## What you need to do
Extract every line of the entries below that contains the word "steep", and copy each of those lines in full.

[Records for the exercise start]

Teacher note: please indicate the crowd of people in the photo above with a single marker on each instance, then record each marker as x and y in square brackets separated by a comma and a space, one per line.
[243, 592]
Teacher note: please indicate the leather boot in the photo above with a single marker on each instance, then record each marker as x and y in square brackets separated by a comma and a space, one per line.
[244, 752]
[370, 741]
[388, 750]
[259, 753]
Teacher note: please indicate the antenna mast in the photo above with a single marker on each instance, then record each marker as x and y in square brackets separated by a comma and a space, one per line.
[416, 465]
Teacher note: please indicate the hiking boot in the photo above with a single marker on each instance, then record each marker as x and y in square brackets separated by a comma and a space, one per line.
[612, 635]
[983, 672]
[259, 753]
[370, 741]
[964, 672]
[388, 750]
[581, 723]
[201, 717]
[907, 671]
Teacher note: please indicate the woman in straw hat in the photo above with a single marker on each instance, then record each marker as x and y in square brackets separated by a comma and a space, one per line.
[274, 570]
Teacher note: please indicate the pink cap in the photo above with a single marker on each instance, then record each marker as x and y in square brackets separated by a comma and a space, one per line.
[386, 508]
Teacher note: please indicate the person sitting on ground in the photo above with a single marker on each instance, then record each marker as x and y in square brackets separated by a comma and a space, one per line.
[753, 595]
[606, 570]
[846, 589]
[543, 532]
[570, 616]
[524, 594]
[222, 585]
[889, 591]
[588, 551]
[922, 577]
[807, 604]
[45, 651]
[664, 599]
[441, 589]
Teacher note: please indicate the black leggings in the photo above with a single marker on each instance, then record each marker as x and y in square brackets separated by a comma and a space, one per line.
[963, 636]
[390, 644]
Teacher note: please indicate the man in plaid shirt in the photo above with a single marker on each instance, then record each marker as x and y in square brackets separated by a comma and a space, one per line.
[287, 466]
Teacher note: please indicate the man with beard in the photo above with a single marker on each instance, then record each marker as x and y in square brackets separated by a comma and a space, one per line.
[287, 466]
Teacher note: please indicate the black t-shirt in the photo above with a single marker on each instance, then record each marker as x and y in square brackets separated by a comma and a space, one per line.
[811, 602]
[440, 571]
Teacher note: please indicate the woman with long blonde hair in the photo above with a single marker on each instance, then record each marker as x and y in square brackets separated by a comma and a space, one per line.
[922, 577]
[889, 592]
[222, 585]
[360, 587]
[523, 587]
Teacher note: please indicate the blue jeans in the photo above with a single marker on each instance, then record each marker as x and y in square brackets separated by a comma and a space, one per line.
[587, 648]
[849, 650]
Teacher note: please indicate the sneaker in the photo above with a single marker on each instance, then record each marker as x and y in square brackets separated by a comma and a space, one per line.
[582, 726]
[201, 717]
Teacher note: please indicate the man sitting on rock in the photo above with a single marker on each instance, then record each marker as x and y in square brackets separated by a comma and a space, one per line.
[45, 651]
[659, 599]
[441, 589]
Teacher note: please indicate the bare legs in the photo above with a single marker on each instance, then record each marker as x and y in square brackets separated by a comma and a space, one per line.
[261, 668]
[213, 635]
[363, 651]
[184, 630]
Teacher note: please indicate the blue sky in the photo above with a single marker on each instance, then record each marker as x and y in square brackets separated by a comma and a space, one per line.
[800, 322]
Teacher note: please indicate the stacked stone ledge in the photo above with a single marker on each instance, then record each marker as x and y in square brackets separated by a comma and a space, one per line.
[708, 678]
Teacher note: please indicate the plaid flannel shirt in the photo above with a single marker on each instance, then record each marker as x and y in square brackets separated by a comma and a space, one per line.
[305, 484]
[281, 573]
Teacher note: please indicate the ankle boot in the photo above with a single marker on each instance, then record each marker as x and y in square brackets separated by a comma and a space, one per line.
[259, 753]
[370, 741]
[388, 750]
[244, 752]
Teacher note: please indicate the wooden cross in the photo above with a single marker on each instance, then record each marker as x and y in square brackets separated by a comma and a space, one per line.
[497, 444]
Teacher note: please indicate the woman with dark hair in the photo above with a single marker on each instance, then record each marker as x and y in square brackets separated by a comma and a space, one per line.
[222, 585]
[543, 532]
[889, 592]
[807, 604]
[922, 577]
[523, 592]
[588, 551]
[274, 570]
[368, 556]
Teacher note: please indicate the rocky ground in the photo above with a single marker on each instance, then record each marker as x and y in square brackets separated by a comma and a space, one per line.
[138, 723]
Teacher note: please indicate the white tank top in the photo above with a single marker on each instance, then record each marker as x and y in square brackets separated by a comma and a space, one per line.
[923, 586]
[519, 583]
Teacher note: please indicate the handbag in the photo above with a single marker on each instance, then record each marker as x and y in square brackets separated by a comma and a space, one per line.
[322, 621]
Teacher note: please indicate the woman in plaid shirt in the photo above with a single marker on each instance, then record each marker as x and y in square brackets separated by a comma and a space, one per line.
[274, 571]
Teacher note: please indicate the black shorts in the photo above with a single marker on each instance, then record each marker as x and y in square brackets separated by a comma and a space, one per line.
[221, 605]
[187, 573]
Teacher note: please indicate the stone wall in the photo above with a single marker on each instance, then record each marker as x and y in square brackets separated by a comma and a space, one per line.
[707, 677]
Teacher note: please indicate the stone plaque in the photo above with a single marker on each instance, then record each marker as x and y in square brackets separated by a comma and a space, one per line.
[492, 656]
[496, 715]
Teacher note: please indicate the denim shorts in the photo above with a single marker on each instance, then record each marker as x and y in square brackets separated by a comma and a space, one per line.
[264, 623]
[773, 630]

[Records for the exercise end]
[Records for the exercise start]

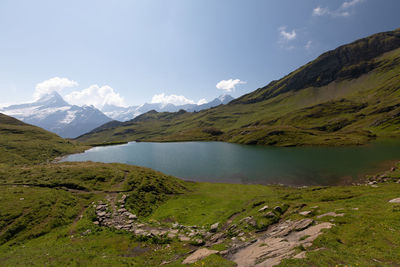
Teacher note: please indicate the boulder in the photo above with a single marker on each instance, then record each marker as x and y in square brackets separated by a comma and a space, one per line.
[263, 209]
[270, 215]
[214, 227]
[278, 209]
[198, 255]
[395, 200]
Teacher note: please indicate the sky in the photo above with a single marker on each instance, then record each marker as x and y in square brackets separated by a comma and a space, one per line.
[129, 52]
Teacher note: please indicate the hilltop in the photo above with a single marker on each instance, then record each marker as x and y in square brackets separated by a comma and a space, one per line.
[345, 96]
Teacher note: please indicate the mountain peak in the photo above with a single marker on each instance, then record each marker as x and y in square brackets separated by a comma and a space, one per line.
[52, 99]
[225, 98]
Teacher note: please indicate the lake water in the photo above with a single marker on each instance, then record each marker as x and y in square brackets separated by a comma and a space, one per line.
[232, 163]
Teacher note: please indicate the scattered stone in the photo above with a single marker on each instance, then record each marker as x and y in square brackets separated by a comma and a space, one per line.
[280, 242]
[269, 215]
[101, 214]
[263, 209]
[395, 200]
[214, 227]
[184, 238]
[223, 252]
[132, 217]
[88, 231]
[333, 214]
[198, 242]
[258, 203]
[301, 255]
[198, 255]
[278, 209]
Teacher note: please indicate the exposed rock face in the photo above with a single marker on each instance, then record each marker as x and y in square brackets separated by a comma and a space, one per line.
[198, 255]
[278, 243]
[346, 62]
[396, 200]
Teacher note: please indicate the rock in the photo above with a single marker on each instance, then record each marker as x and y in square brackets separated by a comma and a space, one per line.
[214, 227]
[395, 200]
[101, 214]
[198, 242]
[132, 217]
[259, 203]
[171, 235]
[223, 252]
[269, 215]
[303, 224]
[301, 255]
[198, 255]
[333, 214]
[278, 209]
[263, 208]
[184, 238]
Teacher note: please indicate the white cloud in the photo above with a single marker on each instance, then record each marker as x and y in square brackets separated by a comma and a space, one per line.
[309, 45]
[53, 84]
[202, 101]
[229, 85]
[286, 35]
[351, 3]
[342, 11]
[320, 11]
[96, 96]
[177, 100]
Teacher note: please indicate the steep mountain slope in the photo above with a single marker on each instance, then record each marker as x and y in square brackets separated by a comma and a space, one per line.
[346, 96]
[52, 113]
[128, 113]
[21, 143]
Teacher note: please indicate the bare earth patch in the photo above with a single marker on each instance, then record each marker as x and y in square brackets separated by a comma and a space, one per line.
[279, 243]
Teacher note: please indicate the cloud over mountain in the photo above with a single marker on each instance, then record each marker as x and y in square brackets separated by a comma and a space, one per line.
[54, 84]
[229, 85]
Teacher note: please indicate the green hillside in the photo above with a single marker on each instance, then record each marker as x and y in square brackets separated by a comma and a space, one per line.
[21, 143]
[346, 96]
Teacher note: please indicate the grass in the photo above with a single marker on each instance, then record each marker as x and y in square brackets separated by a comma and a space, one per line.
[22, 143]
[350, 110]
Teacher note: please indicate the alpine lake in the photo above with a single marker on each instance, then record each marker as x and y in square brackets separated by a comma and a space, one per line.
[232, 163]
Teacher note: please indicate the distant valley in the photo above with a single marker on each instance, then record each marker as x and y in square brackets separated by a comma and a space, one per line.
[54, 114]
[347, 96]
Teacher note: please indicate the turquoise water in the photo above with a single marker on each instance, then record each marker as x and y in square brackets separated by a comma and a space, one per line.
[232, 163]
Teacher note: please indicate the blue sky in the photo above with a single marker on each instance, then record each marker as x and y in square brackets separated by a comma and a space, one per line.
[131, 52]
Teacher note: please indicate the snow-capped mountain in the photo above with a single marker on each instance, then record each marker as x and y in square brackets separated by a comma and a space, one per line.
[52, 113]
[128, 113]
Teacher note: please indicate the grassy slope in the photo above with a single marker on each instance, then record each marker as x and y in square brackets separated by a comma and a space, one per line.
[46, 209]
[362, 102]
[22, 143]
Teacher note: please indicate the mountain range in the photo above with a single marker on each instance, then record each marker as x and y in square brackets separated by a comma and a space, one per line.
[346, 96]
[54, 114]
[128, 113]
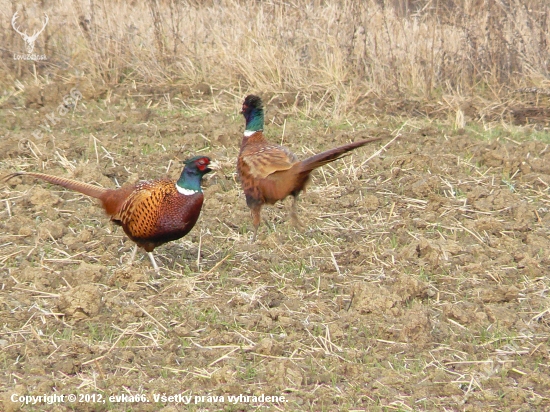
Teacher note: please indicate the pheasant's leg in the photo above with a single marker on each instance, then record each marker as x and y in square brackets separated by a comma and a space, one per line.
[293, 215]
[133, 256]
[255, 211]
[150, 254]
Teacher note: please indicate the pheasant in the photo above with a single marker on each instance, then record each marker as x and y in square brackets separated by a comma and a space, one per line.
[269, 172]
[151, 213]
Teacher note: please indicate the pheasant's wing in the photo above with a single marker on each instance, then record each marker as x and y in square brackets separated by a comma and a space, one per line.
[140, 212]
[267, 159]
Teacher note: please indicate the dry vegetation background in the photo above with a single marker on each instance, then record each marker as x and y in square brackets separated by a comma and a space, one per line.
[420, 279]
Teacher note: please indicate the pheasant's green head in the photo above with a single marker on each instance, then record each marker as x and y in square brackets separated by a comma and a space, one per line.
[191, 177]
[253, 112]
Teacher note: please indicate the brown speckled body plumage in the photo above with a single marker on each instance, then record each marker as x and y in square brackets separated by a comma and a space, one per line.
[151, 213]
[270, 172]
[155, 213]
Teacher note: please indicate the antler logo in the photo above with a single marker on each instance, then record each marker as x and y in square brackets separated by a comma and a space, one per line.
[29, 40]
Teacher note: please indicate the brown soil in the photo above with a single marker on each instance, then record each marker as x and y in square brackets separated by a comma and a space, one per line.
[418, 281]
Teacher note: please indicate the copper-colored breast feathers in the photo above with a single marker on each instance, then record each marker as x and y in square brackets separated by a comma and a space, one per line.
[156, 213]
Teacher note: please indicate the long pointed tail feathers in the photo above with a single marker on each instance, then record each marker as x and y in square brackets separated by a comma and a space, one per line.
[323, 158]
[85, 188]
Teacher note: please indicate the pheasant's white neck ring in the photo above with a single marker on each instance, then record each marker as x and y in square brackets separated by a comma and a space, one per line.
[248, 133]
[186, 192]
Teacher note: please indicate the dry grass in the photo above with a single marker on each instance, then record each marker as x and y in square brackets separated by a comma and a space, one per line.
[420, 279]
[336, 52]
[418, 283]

[Records for the exercise end]

## Finished task
Teacher note: please indicate the steep mountain slope in the photo above with a single marker on each instance, then record each marker as x and y in square brackets separated by a comma and a space, one per line.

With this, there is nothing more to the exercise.